▶ WHAT YOU ARE ASKED TO DO:
Of the lines below, write out exactly those from the line with "box: [0, 117, 160, 175]" through the line with "positive clicks: (211, 312)", both included, and skip the rest.

▶ STORED DATA:

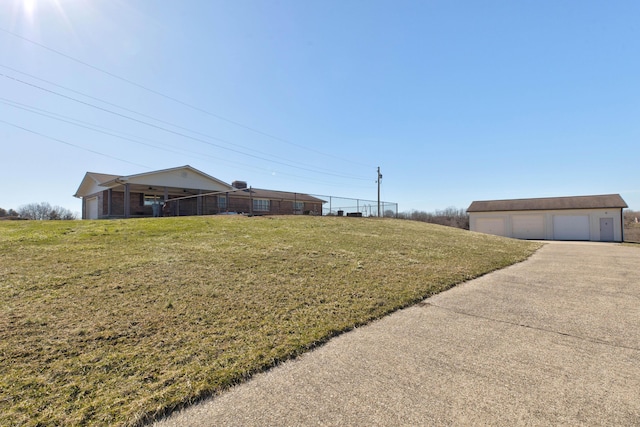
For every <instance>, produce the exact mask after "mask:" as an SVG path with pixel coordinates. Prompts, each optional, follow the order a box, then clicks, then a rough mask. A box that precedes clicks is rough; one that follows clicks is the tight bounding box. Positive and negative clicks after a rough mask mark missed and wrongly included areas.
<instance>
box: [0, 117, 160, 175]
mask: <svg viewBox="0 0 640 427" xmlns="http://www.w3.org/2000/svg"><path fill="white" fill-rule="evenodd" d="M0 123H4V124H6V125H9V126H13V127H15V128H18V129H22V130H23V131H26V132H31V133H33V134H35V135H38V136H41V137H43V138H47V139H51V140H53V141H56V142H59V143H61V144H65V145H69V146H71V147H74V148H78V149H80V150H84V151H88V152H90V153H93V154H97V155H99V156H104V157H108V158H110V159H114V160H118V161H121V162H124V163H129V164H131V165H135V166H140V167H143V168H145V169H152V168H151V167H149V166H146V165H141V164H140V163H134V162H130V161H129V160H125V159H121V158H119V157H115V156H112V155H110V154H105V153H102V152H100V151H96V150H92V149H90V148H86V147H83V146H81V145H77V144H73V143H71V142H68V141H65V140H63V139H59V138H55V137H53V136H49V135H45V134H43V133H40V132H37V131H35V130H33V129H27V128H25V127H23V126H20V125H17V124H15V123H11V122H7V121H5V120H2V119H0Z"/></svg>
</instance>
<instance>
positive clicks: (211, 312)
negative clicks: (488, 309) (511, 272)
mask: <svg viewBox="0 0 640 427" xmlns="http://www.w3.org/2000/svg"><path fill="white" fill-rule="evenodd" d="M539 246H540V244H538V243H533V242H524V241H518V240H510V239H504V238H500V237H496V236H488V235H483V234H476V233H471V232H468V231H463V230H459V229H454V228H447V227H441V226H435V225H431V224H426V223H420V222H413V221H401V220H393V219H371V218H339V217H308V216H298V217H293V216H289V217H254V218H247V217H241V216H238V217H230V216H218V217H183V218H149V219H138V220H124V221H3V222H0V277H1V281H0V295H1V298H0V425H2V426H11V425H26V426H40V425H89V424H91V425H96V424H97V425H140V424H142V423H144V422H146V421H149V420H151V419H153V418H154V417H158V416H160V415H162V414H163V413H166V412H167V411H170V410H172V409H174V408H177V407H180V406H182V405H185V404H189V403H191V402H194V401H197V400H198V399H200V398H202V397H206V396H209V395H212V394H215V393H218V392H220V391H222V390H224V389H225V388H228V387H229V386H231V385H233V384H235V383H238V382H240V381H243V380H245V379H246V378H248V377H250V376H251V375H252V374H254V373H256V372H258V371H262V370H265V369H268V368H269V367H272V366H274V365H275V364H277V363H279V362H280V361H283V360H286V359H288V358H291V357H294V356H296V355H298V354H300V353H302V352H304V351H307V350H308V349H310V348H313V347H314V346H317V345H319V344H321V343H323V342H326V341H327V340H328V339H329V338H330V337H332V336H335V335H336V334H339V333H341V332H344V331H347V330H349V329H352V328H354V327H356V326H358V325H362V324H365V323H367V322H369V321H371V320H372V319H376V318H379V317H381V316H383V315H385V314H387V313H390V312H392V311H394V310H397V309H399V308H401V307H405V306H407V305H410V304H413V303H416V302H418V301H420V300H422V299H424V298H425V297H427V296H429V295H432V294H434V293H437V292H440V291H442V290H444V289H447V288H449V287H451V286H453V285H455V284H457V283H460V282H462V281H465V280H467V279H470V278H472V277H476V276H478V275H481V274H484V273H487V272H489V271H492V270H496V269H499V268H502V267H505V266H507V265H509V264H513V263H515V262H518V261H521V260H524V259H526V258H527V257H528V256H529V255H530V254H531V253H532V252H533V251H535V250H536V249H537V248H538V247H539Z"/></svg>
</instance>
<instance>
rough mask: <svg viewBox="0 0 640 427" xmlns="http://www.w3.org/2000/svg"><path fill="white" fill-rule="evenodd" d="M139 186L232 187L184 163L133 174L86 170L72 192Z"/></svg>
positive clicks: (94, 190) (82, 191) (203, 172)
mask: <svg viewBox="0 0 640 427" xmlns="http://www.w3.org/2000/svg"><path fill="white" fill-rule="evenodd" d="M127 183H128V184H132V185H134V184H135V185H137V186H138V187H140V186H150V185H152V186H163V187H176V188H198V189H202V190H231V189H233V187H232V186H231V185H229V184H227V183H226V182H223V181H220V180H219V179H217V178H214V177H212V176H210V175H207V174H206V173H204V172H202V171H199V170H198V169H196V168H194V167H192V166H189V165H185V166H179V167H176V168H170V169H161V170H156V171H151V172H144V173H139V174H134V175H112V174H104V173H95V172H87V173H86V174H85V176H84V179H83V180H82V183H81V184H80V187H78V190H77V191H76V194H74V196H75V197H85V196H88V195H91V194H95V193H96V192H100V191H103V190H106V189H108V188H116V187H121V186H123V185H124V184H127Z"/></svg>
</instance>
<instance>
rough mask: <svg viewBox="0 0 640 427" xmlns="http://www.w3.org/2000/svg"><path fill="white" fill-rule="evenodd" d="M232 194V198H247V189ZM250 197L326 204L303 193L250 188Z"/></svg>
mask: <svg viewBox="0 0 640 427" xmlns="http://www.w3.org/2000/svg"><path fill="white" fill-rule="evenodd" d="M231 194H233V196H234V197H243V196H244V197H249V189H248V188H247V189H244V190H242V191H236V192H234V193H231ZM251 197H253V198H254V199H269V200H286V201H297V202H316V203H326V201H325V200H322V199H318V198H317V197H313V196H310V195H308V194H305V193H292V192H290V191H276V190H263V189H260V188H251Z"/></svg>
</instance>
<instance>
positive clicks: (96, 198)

▶ EXPECTED OUTPUT:
box: [0, 117, 160, 175]
mask: <svg viewBox="0 0 640 427" xmlns="http://www.w3.org/2000/svg"><path fill="white" fill-rule="evenodd" d="M0 123H4V124H6V125H9V126H13V127H15V128H18V129H22V130H23V131H26V132H31V133H33V134H35V135H38V136H41V137H43V138H47V139H51V140H53V141H56V142H59V143H61V144H65V145H69V146H71V147H74V148H78V149H80V150H84V151H88V152H90V153H93V154H97V155H99V156H104V157H108V158H110V159H114V160H118V161H121V162H124V163H129V164H131V165H135V166H140V167H143V168H145V169H152V168H151V167H149V166H146V165H141V164H140V163H134V162H130V161H129V160H125V159H121V158H119V157H115V156H112V155H110V154H105V153H102V152H100V151H96V150H92V149H90V148H86V147H83V146H81V145H77V144H73V143H71V142H68V141H65V140H63V139H59V138H55V137H53V136H49V135H45V134H43V133H40V132H37V131H35V130H33V129H27V128H25V127H23V126H20V125H17V124H15V123H11V122H7V121H5V120H2V119H0Z"/></svg>
</instance>
<instance>
positive clicks: (211, 312)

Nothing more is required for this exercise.